## DATA FOR THIS TASK
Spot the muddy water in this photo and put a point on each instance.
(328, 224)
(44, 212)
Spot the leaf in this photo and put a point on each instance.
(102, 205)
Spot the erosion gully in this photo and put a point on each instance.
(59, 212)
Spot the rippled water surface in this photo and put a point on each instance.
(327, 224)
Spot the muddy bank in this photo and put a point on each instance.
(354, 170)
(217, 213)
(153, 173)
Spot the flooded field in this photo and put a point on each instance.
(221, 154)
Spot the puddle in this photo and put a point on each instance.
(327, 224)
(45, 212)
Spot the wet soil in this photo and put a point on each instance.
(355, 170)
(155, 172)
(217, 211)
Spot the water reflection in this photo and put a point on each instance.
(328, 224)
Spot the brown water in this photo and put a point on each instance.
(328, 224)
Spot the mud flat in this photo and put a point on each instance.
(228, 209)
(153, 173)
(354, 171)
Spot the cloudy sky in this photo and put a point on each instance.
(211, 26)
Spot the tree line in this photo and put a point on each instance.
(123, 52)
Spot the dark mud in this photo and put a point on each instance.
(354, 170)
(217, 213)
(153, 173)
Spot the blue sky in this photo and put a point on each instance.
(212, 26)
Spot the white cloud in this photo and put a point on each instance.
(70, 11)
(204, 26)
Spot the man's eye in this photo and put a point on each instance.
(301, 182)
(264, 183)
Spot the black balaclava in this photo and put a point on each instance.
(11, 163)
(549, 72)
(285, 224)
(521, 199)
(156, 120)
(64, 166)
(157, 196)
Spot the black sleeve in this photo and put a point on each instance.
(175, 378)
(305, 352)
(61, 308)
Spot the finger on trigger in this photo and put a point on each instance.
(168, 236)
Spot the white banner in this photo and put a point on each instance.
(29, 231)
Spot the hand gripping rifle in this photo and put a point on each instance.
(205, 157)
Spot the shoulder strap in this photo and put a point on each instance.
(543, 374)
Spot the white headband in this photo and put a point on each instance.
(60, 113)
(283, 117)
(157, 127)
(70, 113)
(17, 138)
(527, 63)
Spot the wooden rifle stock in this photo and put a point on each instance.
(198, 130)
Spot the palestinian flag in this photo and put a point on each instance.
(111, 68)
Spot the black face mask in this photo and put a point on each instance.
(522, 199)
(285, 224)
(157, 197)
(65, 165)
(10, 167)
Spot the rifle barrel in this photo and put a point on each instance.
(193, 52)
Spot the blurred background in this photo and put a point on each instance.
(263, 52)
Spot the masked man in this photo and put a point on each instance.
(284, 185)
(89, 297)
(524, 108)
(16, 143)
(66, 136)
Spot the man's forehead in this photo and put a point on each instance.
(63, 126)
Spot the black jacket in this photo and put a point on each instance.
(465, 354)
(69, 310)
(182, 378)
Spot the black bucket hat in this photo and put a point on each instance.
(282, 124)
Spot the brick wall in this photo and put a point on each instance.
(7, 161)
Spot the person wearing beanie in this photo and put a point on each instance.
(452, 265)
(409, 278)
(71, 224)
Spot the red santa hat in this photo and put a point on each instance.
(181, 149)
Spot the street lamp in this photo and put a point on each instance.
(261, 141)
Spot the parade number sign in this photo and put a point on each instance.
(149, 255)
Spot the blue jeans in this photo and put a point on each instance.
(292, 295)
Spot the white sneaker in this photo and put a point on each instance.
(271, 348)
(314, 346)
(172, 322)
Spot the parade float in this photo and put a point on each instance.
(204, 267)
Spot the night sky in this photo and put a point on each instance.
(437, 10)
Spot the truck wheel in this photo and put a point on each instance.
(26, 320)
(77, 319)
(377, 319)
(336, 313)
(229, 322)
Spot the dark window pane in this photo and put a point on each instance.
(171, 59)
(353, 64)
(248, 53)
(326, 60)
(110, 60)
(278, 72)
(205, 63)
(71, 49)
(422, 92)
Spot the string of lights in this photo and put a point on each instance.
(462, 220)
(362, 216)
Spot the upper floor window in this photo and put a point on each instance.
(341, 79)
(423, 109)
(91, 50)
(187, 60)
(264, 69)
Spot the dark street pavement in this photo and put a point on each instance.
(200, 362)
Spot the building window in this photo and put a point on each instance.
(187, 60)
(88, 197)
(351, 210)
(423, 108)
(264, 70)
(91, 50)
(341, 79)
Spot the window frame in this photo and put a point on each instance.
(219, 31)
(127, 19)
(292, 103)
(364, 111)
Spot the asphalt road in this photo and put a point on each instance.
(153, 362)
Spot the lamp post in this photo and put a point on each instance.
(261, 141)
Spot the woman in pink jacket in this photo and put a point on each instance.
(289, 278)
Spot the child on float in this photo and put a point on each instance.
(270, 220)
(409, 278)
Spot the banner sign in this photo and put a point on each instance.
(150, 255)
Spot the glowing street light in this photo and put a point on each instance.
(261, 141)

## PROBLEM
Exactly as they appear above, give the entries again.

## ANSWER BELOW
Spot the muddy water in this photo and put a point on each instance.
(328, 224)
(44, 212)
Spot the leaf in this photo and put a point on each instance.
(102, 205)
Spot the erosion gully in this photo and put a point on each instance.
(59, 212)
Spot the rippled water surface in this photo and put a point on each instance.
(327, 224)
Spot the muddy bank in this photo and put a point on each instance.
(354, 170)
(217, 213)
(153, 173)
Spot the flooded field in this photo and put a point on each instance.
(221, 154)
Spot the puddle in this photo and put a point on each instance.
(327, 224)
(45, 212)
Spot the wet soil in this photo and put a point on each instance.
(355, 170)
(155, 172)
(217, 211)
Spot the water reflection in this photo and put a point on each instance.
(328, 224)
Spot the brown water in this photo and put a point on each instance.
(328, 224)
Spot the mud flat in this photo and put a point on each instance.
(228, 209)
(153, 173)
(354, 171)
Spot the cloudy sky in this photo and put a point on each instance.
(211, 26)
Spot the tree line in this photo and put a point on each instance.
(123, 52)
Spot the dark mud in this photo and put a point on each instance.
(354, 170)
(217, 213)
(153, 173)
Spot the blue sky in this photo and put a point on each instance.
(212, 26)
Spot the white cloud in this photo and put a point on each instance.
(70, 11)
(204, 26)
Spot the man's eye in this photo and put a point on each instance.
(301, 182)
(264, 183)
Spot the black balaclava in this photo and put a point on each instance.
(11, 163)
(549, 72)
(285, 224)
(521, 199)
(156, 120)
(64, 166)
(157, 196)
Spot the black sleeve in this photo and put a point on each instance.
(175, 378)
(305, 352)
(61, 308)
Spot the finger on trigger in this photo and put a point on each instance.
(168, 236)
Spot the white banner in this photo and put a point on each instance.
(29, 231)
Spot the hand gripping rifle in this photo and put a point on each instance.
(205, 157)
Spot the shoulder strap in this photo and put a point on each instance.
(543, 374)
Spot the white headband in this photo and put a point on each instance.
(60, 113)
(283, 117)
(157, 127)
(70, 113)
(17, 138)
(527, 63)
Spot the wooden rifle stock in this photo and put a point on each instance.
(198, 130)
Spot the palestinian flag in this photo and put a point on each instance.
(111, 68)
Spot the black face mask in this photo and put a point on each instance.
(522, 199)
(285, 224)
(157, 197)
(65, 165)
(10, 167)
Spot the rifle barrel in this photo and put a point on each instance.
(193, 52)
Spot the blurred background in this photo and put a point on each instance.
(263, 52)
Spot the masked man in this photo and put a point on each instance.
(284, 185)
(89, 297)
(524, 108)
(16, 143)
(66, 136)
Spot the man's forehead in this photo and put a point on each instance.
(63, 126)
Spot the black jacket in this photo and put a point on each instance.
(465, 354)
(69, 310)
(182, 378)
Spot the black bucket hat in this photo and put a point on each instance.
(282, 124)
Spot the brick wall in this photo and put a point on each instance.
(7, 161)
Spot the person wearing beanie in this photo and put a point on each instance.
(452, 265)
(409, 278)
(71, 224)
Spot the red santa hat in this photo and put a point on each instance.
(181, 149)
Spot the street lamp in this photo and put a point on each instance.
(261, 141)
Spot the parade number sign in this photo and put a point on each instance.
(149, 255)
Spot the blue jeans in this photo and put a point on each instance.
(292, 295)
Spot the white sneaker in this photo and put a point on each instance.
(271, 348)
(314, 346)
(172, 322)
Spot the parade float in this photo and put a point on each instance.
(204, 267)
Spot the night sky in this photo and put a point on each instance.
(437, 10)
Spot the truck wheel in this photo and put a point on each instance.
(26, 320)
(77, 319)
(377, 319)
(336, 313)
(229, 322)
Spot the dark window pane in this photo and put a point on each instance.
(171, 59)
(353, 64)
(248, 53)
(326, 60)
(110, 60)
(278, 72)
(205, 63)
(71, 49)
(422, 92)
Spot the string of lights in this photo and put a point on each instance.
(462, 220)
(362, 216)
Spot the upper floor window in this photo and put a point on each instance.
(341, 79)
(423, 109)
(91, 50)
(187, 60)
(264, 69)
Spot the dark street pavement in this photo and put a point on each instance.
(200, 362)
Spot the building window in this photo and put a point on each instance.
(187, 60)
(88, 197)
(351, 210)
(423, 108)
(264, 70)
(91, 50)
(341, 79)
Spot the window frame in this photo and put a point on each instance.
(219, 31)
(127, 19)
(292, 103)
(364, 111)
Spot the asphalt road in this photo and put a point on each instance.
(153, 362)
Spot the lamp post in this photo and put a point on each instance.
(261, 141)
Spot the woman in pink jacket in this photo and put a point on each instance.
(289, 278)
Spot the child on float in this photo and put a point on each instance.
(270, 220)
(409, 278)
Spot the banner sign in this photo and put a point on each instance.
(150, 255)
Spot the glowing street light in this photo and put a point on each instance.
(261, 141)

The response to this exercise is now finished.